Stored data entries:

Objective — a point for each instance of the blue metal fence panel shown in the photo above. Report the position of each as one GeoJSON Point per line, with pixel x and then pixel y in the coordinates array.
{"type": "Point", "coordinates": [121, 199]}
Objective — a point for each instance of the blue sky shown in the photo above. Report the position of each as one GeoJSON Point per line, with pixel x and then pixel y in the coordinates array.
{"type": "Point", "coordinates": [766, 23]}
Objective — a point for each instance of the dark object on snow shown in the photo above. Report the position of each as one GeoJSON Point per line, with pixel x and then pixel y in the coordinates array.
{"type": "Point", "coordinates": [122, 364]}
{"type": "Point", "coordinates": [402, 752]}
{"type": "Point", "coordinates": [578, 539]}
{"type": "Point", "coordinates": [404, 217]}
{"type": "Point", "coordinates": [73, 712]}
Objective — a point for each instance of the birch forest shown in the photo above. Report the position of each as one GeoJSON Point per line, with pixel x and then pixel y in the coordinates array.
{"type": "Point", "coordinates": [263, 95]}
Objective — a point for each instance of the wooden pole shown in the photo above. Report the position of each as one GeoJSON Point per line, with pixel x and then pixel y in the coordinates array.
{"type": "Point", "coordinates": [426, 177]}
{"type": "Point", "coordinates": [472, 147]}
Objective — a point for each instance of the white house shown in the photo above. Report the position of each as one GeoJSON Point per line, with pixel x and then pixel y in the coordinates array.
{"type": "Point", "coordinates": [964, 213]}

TASK DETAILS: Give back all the data exactly as written.

OUTPUT FOR THIS TASK:
Objective — a point for each instance of the blue metal fence panel shown in the photo above. Report the position of each as one GeoJSON Point per line, with pixel x and then pixel y in the coordinates array.
{"type": "Point", "coordinates": [121, 199]}
Objective — a point for each instance of the blue sky shown in the photo above. Report the position of each as one GeoJSON Point per line, with pixel x and then pixel y in the coordinates array.
{"type": "Point", "coordinates": [766, 23]}
Objective — a point for each instance of the dark object on snow shown in the photo above. Report the position of each as one GeoJSON Point per line, with pixel x and then pixel y in the coordinates array.
{"type": "Point", "coordinates": [122, 364]}
{"type": "Point", "coordinates": [402, 752]}
{"type": "Point", "coordinates": [578, 539]}
{"type": "Point", "coordinates": [404, 217]}
{"type": "Point", "coordinates": [73, 712]}
Objective — a point for each instance of the birch forest shown in the photo above. Report the position of each as one GeoJSON Point per line, with pixel x and then pixel y in the coordinates array.
{"type": "Point", "coordinates": [263, 95]}
Objective — a point for each instance of the wooden pole shown in the photo above. Report the position of each as one GeoJSON Point per line, with pixel x and then pixel y in the coordinates array.
{"type": "Point", "coordinates": [426, 177]}
{"type": "Point", "coordinates": [472, 147]}
Objective — a point for each instance of the white house shown in the photo above. Report the position of each as one GeoJSON Point per line, with pixel x and then pixel y in the coordinates array.
{"type": "Point", "coordinates": [964, 213]}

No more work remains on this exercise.